What to do: Copy out, word for word, the lines of the rows from the line with "Tag the dark storm" up to and including the final line of the rows.

(Excerpt from a dataset)

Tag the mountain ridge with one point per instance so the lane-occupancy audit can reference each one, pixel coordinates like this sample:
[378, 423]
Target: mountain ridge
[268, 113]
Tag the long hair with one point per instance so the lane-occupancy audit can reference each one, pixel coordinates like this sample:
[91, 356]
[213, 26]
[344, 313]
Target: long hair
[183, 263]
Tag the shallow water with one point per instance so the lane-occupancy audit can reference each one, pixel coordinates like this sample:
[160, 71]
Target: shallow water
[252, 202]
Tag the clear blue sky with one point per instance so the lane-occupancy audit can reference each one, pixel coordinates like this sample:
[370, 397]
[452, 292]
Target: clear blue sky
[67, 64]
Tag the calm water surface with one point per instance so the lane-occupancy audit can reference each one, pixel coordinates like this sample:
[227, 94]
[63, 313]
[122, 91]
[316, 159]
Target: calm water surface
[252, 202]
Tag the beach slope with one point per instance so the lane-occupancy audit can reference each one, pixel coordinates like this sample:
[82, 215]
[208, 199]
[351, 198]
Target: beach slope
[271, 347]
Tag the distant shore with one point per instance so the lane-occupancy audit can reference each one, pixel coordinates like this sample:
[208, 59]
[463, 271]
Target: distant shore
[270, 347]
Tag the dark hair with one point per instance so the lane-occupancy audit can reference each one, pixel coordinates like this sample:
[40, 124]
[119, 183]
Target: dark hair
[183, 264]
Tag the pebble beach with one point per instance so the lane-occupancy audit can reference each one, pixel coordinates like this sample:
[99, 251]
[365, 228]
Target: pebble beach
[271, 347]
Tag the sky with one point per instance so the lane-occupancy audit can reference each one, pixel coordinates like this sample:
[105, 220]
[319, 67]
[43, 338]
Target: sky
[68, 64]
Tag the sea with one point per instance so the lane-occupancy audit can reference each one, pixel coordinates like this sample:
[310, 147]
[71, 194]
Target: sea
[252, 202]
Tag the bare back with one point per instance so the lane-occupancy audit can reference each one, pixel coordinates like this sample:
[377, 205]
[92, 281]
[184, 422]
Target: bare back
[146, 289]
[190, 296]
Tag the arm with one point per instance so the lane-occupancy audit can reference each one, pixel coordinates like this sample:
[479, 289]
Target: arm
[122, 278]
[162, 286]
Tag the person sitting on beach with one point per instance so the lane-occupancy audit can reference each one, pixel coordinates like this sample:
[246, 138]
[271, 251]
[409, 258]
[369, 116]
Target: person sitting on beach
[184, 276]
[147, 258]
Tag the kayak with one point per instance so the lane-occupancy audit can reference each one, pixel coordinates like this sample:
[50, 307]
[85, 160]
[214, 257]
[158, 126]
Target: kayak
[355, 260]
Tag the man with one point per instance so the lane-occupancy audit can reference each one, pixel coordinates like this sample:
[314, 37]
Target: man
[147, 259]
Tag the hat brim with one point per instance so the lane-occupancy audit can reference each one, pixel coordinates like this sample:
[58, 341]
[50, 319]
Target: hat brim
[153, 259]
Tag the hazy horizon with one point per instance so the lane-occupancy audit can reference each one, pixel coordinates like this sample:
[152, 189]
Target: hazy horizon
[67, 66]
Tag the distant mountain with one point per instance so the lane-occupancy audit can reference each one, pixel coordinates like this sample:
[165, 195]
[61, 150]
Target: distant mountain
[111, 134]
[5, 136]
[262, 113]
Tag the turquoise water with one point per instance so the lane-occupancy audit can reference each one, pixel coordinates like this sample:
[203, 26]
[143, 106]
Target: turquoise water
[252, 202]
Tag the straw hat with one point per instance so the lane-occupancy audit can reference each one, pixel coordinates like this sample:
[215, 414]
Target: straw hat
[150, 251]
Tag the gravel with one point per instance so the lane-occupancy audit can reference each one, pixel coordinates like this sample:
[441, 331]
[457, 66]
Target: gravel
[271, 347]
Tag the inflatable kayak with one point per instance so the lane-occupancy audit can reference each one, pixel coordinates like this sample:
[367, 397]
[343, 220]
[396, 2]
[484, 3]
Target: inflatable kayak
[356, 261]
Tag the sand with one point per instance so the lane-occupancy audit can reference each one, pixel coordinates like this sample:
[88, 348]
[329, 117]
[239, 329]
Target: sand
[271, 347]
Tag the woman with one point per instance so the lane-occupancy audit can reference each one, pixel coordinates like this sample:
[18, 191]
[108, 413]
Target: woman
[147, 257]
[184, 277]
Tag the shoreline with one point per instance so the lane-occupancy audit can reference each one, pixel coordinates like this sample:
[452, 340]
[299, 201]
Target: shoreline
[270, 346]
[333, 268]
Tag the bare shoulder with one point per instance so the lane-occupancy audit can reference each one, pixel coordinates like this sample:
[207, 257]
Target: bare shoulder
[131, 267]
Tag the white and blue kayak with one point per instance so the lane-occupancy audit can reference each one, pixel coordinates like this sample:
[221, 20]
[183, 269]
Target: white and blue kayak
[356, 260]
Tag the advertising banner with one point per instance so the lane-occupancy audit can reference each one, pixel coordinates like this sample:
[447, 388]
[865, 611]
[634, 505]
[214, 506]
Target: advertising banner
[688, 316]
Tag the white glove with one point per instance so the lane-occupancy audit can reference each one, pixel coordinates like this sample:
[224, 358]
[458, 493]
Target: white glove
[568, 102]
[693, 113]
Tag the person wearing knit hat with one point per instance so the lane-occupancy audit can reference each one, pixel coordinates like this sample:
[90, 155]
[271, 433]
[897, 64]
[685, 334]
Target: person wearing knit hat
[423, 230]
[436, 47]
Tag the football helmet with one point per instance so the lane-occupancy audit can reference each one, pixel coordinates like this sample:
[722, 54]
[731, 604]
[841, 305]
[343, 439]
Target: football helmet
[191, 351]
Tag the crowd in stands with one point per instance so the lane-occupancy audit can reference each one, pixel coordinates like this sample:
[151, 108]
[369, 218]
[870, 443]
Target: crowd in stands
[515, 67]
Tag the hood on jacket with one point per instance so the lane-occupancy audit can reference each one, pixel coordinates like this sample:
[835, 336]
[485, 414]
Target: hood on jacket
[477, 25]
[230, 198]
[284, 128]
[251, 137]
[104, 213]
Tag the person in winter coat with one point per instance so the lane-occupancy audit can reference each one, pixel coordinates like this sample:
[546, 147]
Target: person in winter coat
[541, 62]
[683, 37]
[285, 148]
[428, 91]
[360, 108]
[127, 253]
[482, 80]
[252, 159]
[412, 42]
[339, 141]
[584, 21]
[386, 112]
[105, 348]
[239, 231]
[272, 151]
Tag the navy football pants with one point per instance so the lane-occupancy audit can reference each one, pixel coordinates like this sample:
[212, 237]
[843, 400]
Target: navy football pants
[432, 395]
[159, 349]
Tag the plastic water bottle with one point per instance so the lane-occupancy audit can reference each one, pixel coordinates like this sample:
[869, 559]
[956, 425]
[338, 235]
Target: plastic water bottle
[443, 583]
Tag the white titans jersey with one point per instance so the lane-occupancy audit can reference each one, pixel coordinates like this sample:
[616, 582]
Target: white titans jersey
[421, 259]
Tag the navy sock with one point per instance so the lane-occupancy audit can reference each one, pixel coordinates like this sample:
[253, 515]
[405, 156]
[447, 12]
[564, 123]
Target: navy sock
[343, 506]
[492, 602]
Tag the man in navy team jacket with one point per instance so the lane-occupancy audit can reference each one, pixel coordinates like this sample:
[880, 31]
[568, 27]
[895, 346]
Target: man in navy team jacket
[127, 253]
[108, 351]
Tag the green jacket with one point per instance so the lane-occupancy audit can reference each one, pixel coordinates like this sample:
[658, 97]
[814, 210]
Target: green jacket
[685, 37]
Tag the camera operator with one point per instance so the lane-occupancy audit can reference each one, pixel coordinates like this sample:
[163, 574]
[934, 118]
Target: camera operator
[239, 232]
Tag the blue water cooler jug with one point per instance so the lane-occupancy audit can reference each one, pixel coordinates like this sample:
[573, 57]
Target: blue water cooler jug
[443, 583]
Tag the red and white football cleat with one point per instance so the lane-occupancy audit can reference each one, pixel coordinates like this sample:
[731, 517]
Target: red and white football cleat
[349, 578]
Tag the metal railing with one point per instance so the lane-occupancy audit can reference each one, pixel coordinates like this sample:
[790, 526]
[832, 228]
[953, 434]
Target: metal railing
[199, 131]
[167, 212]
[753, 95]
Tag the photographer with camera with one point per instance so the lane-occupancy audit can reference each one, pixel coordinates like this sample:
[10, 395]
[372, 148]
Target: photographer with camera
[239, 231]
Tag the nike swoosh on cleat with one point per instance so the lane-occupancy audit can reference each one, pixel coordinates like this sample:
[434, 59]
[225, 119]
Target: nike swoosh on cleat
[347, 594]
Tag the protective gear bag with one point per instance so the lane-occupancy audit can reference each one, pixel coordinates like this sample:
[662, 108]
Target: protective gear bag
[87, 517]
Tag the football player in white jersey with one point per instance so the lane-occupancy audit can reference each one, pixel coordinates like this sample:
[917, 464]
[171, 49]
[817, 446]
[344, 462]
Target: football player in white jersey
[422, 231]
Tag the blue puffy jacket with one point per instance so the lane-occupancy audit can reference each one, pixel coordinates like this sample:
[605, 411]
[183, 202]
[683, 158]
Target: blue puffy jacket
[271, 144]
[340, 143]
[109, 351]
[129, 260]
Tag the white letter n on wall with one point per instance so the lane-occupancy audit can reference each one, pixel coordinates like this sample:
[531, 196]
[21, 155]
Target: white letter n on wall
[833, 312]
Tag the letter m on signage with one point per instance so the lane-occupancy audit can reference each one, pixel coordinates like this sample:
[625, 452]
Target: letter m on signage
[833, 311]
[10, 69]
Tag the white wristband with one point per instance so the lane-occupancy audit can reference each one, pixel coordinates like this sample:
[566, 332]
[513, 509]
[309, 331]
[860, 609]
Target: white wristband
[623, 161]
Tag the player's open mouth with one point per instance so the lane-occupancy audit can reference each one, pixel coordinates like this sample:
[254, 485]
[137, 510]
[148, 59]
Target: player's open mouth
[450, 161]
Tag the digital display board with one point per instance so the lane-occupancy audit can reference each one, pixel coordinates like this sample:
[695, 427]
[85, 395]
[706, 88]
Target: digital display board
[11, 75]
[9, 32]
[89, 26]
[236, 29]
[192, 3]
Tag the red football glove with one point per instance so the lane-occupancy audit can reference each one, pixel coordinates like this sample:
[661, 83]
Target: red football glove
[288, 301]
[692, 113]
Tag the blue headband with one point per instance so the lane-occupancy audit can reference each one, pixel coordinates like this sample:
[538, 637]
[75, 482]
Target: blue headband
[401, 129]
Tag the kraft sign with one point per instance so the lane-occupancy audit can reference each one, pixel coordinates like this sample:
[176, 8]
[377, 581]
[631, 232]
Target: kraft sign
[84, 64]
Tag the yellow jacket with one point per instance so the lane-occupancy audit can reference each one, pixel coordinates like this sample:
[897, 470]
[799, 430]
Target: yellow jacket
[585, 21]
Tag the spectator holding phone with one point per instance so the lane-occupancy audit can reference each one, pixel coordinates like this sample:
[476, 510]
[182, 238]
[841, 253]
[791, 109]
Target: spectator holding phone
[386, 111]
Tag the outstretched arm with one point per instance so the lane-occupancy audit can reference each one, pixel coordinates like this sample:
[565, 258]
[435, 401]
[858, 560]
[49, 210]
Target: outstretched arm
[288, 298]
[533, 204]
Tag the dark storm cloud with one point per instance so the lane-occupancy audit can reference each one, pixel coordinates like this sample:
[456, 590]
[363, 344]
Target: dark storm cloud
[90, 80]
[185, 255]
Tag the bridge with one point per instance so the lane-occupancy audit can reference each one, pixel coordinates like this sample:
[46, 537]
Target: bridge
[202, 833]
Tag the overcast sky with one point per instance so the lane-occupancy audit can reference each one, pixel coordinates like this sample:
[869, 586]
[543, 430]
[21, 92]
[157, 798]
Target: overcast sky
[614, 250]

Exercise result:
Tag the dark storm cloud with one point per instance so the lane-occupancy audit can reference each one, pixel coordinates like this sample:
[456, 590]
[363, 344]
Target: dark storm cloud
[90, 80]
[185, 255]
Tag the bridge with one point per instance so the lane-occupancy audit can reference each one, pixel coordinates like this sample:
[46, 537]
Target: bridge
[202, 833]
Tag the overcast sky with one point per instance so the lane-occupancy audit can reference each one, pixel coordinates like this sample:
[869, 586]
[543, 430]
[21, 92]
[157, 798]
Target: overcast sky
[614, 250]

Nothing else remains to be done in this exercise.